• Exercise brief: Update the lines from the first one up to and including the line with "x=118 y=330", replacing "pin" with "marker" and leaving the rest unchanged.

Labeled point records:
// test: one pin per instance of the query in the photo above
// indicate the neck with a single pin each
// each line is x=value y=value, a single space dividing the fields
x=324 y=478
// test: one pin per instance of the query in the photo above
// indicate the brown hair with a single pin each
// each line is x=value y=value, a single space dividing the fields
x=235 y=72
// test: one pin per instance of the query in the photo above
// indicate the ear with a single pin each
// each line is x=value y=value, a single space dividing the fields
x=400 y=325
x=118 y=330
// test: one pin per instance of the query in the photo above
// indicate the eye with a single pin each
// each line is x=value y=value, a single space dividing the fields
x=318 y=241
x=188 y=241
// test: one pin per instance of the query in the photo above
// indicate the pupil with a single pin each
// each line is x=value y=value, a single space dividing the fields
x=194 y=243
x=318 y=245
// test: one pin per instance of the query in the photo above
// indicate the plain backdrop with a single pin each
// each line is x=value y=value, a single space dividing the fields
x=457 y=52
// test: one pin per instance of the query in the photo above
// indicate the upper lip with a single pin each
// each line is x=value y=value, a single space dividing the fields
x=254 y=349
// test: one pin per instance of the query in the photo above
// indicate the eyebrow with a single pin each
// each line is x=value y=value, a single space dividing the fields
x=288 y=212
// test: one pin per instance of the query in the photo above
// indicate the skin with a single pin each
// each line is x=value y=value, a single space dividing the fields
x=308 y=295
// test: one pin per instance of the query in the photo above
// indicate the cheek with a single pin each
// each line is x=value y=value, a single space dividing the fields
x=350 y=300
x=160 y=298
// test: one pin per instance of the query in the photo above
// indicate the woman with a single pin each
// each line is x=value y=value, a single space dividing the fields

• Result of the exercise:
// test: one marker per instance of the query in the photo above
// indicate the neck with a single marker each
// each line is x=value y=value, a single space dividing the fields
x=324 y=478
// test: one marker per instance of the query in the photo above
// indicate the brown hair with a single marker each
// each line is x=value y=value, a single space dividing the fields
x=235 y=72
// test: one marker per instance of the query in the photo above
// indicate the ear with a single marker each
// each line is x=value y=value, a single space dividing the fields
x=400 y=325
x=118 y=330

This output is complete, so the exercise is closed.